▶
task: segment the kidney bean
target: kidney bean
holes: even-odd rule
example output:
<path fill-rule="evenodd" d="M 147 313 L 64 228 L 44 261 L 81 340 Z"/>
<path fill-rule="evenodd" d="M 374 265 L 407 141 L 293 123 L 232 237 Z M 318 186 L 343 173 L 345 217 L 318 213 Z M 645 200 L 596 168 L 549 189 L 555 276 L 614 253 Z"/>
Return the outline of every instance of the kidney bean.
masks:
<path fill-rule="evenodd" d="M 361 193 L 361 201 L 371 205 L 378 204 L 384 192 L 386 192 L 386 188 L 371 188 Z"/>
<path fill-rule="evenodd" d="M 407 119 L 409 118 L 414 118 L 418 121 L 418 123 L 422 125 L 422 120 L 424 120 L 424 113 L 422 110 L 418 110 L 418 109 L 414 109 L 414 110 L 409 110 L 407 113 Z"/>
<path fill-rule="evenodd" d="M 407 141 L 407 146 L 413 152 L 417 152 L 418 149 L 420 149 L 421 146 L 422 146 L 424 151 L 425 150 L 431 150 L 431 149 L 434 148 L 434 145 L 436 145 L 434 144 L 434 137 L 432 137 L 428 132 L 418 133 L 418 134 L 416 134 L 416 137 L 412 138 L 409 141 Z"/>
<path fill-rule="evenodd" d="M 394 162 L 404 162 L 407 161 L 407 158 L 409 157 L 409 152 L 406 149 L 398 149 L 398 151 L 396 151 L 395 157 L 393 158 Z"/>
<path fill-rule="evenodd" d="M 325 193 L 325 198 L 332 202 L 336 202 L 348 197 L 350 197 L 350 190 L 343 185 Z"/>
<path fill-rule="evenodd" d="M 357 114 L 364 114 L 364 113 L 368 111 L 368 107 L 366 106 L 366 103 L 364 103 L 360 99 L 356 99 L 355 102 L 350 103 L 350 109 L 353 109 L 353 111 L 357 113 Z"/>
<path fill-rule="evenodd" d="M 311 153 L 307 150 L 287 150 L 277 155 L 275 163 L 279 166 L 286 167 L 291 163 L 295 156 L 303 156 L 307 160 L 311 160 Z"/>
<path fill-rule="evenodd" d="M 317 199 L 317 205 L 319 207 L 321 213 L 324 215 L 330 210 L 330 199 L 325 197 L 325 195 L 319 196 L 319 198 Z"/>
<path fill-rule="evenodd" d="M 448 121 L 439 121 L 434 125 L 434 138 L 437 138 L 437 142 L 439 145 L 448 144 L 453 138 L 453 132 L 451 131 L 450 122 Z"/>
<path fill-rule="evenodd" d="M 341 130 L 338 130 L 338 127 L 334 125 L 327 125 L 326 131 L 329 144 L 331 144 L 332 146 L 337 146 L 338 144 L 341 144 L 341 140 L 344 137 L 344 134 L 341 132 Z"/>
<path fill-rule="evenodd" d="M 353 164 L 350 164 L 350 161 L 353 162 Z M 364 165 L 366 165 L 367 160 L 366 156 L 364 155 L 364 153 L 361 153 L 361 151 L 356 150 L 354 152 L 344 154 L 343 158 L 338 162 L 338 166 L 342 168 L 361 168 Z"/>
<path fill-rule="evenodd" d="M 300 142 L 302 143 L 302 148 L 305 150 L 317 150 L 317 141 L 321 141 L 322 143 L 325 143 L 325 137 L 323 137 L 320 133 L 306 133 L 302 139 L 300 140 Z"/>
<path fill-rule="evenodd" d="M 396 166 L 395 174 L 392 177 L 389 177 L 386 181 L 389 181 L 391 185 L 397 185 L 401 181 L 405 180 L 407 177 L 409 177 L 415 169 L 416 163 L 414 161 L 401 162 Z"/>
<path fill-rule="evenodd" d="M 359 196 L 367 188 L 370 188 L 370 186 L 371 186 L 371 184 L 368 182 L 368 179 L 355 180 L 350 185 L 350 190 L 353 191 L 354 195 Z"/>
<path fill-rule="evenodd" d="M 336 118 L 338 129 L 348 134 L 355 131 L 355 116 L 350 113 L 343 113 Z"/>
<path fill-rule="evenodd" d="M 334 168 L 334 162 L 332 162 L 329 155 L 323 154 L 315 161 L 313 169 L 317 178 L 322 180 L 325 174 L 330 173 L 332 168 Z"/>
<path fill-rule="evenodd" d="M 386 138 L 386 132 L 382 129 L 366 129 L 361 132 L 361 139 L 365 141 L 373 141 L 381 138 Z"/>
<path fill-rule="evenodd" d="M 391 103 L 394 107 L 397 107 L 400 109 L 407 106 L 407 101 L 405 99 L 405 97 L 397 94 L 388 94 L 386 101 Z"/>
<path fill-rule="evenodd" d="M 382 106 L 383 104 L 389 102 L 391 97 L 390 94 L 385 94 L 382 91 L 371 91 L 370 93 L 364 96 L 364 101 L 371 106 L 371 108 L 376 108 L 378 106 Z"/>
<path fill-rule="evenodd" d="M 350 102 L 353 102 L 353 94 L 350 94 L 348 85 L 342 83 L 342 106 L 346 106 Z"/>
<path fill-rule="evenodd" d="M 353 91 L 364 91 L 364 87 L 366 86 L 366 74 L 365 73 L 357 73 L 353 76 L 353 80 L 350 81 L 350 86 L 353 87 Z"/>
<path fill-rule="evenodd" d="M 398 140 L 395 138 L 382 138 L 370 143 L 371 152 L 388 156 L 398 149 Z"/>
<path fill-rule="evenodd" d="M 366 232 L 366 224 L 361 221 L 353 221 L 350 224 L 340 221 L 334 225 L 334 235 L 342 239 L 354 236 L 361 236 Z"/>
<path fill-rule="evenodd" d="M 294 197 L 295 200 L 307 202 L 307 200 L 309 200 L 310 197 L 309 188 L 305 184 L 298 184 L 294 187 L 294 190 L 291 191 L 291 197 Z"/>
◀
**THE EXERCISE:**
Reproduce all of the data above line for line, with no changes.

**RESULT OF THIS TASK:**
task: segment the kidney bean
target: kidney bean
holes: even-odd rule
example output:
<path fill-rule="evenodd" d="M 147 313 L 64 228 L 44 261 L 81 340 Z"/>
<path fill-rule="evenodd" d="M 374 265 L 407 141 L 293 123 L 232 237 Z M 318 186 L 343 173 L 345 217 L 318 213 Z M 645 200 L 596 168 L 549 189 L 555 276 L 614 253 Z"/>
Return the outline of every instance of the kidney bean.
masks:
<path fill-rule="evenodd" d="M 361 193 L 361 201 L 371 205 L 378 204 L 384 192 L 386 192 L 386 188 L 371 188 Z"/>
<path fill-rule="evenodd" d="M 407 119 L 409 118 L 414 118 L 418 121 L 418 123 L 422 125 L 422 120 L 424 120 L 424 113 L 422 110 L 418 110 L 418 109 L 414 109 L 414 110 L 409 110 L 407 113 Z"/>
<path fill-rule="evenodd" d="M 407 141 L 407 146 L 413 152 L 417 152 L 418 149 L 420 149 L 421 146 L 422 146 L 424 151 L 425 150 L 431 150 L 431 149 L 434 148 L 434 145 L 436 145 L 434 144 L 434 137 L 432 137 L 428 132 L 418 133 L 418 134 L 416 134 L 416 137 L 412 138 L 409 141 Z"/>
<path fill-rule="evenodd" d="M 394 162 L 404 162 L 407 161 L 407 158 L 409 157 L 409 152 L 406 149 L 398 149 L 398 151 L 396 151 L 395 157 L 393 158 Z"/>
<path fill-rule="evenodd" d="M 325 193 L 325 198 L 332 202 L 336 202 L 348 197 L 350 197 L 350 190 L 343 185 Z"/>
<path fill-rule="evenodd" d="M 357 114 L 364 114 L 364 113 L 368 111 L 368 107 L 366 106 L 366 103 L 364 103 L 360 99 L 356 99 L 355 102 L 350 103 L 350 109 L 353 109 L 353 111 L 357 113 Z"/>
<path fill-rule="evenodd" d="M 311 153 L 307 150 L 287 150 L 277 155 L 275 163 L 279 166 L 286 167 L 291 163 L 295 156 L 303 156 L 307 160 L 311 160 Z"/>
<path fill-rule="evenodd" d="M 317 199 L 317 205 L 319 207 L 321 213 L 324 215 L 330 210 L 330 199 L 325 197 L 325 195 L 319 196 L 319 198 Z"/>
<path fill-rule="evenodd" d="M 448 121 L 439 121 L 434 125 L 434 138 L 437 138 L 437 142 L 439 145 L 448 144 L 453 138 L 453 132 L 451 131 L 450 122 Z"/>
<path fill-rule="evenodd" d="M 341 130 L 338 130 L 338 127 L 334 125 L 327 125 L 326 131 L 329 144 L 331 144 L 332 146 L 337 146 L 338 144 L 341 144 L 341 140 L 344 137 L 344 134 L 341 132 Z"/>
<path fill-rule="evenodd" d="M 353 164 L 350 164 L 350 161 L 353 162 Z M 364 165 L 366 165 L 367 160 L 366 156 L 364 155 L 364 153 L 361 153 L 361 151 L 356 150 L 354 152 L 344 154 L 343 158 L 338 162 L 338 166 L 342 168 L 361 168 Z"/>
<path fill-rule="evenodd" d="M 300 142 L 302 143 L 302 148 L 305 150 L 317 150 L 317 141 L 321 141 L 322 143 L 325 143 L 325 137 L 323 137 L 320 133 L 306 133 L 302 139 L 300 140 Z"/>
<path fill-rule="evenodd" d="M 396 166 L 395 174 L 392 177 L 389 177 L 386 181 L 389 181 L 391 185 L 397 185 L 401 181 L 405 180 L 407 177 L 409 177 L 415 169 L 416 163 L 414 161 L 401 162 Z"/>
<path fill-rule="evenodd" d="M 359 196 L 367 188 L 370 188 L 370 186 L 371 186 L 371 184 L 368 182 L 368 179 L 355 180 L 350 185 L 350 190 L 353 191 L 354 195 Z"/>
<path fill-rule="evenodd" d="M 336 118 L 338 129 L 348 134 L 355 131 L 355 116 L 350 113 L 343 113 Z"/>
<path fill-rule="evenodd" d="M 334 168 L 334 162 L 332 162 L 329 155 L 323 154 L 315 161 L 313 169 L 317 178 L 322 180 L 325 174 L 330 173 L 332 168 Z"/>
<path fill-rule="evenodd" d="M 386 138 L 386 132 L 382 129 L 366 129 L 361 132 L 361 139 L 365 141 L 373 141 L 381 138 Z"/>
<path fill-rule="evenodd" d="M 391 103 L 394 107 L 397 107 L 400 109 L 407 106 L 407 101 L 405 99 L 405 97 L 397 94 L 388 94 L 386 101 Z"/>
<path fill-rule="evenodd" d="M 382 106 L 383 104 L 389 102 L 391 97 L 390 94 L 385 94 L 382 91 L 371 91 L 370 93 L 364 96 L 364 101 L 371 106 L 371 108 L 376 108 L 378 106 Z"/>
<path fill-rule="evenodd" d="M 350 102 L 353 102 L 353 94 L 350 94 L 348 85 L 342 83 L 342 106 L 346 106 Z"/>
<path fill-rule="evenodd" d="M 353 91 L 364 91 L 364 87 L 366 86 L 366 74 L 365 73 L 357 73 L 353 76 L 353 80 L 350 81 L 350 86 L 353 87 Z"/>
<path fill-rule="evenodd" d="M 398 140 L 395 138 L 382 138 L 370 143 L 371 152 L 388 156 L 398 149 Z"/>
<path fill-rule="evenodd" d="M 366 232 L 366 224 L 361 221 L 353 221 L 350 224 L 340 221 L 334 225 L 334 235 L 342 239 L 354 236 L 361 236 Z"/>
<path fill-rule="evenodd" d="M 294 197 L 295 200 L 307 202 L 307 200 L 309 200 L 310 197 L 309 188 L 305 184 L 298 184 L 294 187 L 294 190 L 291 191 L 291 197 Z"/>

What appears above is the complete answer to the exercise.